Saved dataset items
════
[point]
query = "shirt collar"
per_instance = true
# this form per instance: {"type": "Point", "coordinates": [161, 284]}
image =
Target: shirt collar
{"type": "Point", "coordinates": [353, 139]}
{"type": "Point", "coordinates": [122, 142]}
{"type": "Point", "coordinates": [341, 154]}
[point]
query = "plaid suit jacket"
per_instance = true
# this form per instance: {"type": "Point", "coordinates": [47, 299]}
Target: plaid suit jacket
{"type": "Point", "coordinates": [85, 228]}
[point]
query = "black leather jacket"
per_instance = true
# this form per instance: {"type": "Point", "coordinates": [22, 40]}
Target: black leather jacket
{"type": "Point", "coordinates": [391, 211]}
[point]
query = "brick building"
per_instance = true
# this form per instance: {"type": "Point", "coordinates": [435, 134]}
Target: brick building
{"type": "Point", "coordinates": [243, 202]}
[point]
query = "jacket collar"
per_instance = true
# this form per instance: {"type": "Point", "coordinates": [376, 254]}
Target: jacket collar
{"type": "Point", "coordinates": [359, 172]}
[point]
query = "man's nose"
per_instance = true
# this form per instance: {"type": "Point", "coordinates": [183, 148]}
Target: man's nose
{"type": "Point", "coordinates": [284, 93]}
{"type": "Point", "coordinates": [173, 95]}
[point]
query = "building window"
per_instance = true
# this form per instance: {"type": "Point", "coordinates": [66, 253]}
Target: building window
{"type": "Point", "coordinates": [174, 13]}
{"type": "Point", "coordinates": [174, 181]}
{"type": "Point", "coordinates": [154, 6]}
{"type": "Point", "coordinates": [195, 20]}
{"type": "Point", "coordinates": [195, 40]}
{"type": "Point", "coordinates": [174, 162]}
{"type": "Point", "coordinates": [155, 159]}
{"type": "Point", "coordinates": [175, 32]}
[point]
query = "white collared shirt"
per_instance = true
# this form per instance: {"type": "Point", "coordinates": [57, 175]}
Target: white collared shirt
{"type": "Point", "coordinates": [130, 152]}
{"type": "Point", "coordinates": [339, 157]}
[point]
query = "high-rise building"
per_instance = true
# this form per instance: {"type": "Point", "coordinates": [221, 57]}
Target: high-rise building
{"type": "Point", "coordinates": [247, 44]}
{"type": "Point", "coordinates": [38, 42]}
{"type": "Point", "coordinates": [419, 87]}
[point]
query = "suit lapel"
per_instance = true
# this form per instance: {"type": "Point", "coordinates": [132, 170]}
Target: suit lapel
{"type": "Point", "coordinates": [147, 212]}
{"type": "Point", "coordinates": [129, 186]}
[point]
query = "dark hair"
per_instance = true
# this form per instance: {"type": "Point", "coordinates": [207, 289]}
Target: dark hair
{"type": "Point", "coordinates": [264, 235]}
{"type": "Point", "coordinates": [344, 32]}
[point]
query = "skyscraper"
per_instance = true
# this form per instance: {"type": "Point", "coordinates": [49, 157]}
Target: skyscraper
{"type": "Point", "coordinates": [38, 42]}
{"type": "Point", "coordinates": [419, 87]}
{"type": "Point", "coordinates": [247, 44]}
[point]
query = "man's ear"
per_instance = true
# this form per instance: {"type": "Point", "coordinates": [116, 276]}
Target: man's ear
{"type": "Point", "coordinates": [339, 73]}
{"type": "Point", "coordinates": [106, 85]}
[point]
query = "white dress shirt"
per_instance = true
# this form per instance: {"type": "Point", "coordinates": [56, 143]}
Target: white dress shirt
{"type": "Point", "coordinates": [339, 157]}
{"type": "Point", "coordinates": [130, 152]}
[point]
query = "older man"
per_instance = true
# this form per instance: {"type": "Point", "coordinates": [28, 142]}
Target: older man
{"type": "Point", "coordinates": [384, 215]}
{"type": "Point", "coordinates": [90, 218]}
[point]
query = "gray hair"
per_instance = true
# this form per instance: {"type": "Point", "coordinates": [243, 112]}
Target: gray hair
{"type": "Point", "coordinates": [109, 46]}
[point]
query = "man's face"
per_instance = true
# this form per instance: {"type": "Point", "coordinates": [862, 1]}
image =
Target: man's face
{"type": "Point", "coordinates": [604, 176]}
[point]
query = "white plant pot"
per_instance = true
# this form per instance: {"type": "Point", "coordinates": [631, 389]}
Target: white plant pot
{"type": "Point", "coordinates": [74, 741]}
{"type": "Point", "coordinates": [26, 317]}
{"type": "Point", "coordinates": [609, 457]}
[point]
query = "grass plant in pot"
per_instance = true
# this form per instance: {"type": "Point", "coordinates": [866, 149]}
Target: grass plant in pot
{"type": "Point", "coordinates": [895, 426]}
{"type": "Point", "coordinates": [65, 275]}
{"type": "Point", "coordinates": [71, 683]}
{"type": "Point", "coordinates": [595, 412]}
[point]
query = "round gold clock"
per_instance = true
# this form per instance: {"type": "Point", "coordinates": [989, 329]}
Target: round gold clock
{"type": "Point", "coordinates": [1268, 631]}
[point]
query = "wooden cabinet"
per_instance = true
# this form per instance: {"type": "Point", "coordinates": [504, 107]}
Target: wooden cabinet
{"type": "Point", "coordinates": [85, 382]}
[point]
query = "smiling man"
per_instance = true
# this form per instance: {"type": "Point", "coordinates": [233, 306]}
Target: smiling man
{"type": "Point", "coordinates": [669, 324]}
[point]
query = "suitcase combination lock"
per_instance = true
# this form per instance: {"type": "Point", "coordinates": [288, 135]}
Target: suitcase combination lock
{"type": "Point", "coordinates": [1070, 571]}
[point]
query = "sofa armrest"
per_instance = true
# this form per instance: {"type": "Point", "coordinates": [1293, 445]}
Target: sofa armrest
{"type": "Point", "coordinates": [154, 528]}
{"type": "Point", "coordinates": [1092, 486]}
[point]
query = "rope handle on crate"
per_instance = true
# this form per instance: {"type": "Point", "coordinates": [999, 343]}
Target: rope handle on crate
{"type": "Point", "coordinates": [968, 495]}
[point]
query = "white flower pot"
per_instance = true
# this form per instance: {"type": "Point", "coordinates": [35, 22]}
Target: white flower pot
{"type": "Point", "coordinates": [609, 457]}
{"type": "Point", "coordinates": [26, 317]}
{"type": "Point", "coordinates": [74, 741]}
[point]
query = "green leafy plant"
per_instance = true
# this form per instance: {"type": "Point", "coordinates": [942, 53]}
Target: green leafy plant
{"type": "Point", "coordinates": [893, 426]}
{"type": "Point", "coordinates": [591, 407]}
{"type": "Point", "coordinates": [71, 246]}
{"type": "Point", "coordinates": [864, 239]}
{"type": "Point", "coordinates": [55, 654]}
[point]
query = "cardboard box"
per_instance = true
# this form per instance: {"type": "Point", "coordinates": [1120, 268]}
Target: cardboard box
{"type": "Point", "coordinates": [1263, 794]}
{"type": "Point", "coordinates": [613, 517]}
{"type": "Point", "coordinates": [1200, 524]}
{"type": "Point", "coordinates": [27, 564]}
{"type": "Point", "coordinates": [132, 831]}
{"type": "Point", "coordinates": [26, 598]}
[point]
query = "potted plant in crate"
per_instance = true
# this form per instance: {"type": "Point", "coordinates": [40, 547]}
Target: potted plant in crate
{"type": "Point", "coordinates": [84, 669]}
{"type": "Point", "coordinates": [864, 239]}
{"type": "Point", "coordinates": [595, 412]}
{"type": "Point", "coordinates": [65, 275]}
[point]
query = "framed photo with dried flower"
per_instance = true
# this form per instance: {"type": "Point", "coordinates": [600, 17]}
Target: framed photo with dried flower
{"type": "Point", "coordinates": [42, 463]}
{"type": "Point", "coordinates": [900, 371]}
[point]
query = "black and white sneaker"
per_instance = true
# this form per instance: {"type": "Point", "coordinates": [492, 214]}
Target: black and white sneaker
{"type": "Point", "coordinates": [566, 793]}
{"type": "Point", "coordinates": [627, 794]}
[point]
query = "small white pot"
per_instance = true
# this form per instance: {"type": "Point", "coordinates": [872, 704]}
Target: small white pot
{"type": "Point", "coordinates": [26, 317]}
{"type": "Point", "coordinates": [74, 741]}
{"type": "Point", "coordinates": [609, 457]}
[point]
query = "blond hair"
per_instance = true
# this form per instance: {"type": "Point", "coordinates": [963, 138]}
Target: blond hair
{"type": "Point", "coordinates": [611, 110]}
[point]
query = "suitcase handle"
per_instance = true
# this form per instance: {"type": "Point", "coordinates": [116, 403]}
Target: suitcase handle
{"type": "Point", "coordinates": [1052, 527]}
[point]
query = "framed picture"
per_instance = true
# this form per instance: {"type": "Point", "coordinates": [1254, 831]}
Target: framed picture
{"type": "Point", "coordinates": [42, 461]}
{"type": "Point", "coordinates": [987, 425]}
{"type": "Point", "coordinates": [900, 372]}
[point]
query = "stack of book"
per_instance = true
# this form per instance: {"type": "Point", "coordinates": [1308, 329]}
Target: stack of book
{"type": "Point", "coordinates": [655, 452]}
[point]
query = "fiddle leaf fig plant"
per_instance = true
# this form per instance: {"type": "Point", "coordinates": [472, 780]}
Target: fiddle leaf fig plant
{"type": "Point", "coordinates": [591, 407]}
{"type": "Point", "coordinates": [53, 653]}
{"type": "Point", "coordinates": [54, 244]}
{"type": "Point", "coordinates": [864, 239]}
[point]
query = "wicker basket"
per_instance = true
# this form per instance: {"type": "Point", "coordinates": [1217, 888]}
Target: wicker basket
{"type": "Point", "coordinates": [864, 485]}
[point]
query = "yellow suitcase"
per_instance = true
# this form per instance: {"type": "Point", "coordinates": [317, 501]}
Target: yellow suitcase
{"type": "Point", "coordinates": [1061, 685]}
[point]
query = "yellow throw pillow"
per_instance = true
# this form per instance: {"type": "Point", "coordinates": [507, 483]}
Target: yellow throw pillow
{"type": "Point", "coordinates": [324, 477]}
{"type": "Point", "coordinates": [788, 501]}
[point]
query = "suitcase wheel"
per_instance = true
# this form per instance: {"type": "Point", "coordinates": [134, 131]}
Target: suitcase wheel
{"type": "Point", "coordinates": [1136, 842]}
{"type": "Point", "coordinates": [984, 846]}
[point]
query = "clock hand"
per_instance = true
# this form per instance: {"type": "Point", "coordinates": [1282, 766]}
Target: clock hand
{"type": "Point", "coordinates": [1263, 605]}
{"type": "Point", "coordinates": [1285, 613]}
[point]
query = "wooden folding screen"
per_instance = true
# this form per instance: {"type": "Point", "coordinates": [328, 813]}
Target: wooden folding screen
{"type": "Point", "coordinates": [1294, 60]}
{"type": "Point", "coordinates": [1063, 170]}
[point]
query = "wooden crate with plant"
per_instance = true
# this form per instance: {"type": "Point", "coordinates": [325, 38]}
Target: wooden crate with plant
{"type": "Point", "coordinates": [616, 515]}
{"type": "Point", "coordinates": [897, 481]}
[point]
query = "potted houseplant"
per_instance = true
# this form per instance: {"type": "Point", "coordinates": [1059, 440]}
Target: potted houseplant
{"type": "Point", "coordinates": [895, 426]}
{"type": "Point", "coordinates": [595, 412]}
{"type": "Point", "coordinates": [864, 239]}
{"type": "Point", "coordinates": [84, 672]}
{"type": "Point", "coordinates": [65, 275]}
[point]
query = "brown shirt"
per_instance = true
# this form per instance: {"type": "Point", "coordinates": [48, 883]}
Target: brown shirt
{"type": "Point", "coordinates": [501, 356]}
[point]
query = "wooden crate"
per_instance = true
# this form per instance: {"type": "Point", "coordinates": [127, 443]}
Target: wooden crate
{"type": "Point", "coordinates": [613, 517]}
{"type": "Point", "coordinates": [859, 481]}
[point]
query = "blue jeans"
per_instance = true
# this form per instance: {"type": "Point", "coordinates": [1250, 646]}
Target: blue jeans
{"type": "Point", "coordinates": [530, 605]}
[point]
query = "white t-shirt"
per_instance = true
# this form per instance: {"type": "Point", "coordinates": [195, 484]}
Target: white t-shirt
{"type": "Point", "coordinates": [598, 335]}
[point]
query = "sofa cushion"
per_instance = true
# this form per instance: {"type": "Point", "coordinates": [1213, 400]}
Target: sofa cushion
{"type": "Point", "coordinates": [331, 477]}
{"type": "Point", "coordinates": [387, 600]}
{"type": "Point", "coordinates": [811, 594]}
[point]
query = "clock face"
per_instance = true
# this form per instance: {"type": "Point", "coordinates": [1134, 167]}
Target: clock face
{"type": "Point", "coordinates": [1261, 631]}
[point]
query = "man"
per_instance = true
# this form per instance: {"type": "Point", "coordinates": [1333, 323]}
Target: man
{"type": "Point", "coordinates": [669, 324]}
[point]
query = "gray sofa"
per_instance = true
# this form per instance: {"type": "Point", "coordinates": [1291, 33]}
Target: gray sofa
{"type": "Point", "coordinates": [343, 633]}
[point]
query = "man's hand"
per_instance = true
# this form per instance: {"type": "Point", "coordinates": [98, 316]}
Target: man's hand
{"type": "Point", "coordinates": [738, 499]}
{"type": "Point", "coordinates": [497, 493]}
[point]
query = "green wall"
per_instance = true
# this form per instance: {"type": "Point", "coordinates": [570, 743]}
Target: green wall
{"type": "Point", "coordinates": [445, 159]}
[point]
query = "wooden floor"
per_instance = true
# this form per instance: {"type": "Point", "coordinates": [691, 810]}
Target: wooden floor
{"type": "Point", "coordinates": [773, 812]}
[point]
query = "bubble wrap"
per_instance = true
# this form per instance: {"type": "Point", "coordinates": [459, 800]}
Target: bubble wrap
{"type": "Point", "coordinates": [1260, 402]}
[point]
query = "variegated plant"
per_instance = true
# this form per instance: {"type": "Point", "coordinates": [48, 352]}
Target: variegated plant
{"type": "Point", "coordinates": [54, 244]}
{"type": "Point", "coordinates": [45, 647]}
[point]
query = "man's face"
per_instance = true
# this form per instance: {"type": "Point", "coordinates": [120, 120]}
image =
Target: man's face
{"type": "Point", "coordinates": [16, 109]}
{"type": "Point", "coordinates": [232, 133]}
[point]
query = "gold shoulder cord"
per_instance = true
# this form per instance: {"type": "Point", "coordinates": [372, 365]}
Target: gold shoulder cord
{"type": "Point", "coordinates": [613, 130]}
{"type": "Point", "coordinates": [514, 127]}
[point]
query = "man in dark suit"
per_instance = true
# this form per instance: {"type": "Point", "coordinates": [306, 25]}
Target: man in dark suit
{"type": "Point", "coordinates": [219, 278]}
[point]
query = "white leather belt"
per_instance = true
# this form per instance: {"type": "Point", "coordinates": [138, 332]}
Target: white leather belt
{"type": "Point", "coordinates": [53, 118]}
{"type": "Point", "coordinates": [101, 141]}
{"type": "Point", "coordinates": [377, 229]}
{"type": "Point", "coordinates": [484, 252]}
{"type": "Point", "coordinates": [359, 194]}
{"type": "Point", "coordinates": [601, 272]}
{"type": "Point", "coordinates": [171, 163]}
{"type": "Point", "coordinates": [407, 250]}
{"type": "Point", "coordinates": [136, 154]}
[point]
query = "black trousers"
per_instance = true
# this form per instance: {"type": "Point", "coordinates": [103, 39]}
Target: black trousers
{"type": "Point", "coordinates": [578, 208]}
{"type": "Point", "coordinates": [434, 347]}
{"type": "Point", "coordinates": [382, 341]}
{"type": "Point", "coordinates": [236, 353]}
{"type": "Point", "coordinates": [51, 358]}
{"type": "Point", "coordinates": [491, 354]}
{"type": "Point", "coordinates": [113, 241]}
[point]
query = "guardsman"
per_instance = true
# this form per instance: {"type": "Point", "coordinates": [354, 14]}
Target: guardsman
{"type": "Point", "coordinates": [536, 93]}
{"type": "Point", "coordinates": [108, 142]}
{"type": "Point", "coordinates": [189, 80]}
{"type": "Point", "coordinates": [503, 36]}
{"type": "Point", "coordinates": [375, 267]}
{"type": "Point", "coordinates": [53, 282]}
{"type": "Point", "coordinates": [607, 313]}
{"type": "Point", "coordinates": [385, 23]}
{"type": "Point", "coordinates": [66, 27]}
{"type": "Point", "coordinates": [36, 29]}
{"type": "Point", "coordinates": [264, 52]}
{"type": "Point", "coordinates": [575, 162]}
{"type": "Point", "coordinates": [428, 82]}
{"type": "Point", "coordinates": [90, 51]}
════
#### [Task brief]
From the records above, pull out every line that contains the word "bubble", matching case exactly.

#### [Result of the exercise]
query = "bubble wrap"
Target: bubble wrap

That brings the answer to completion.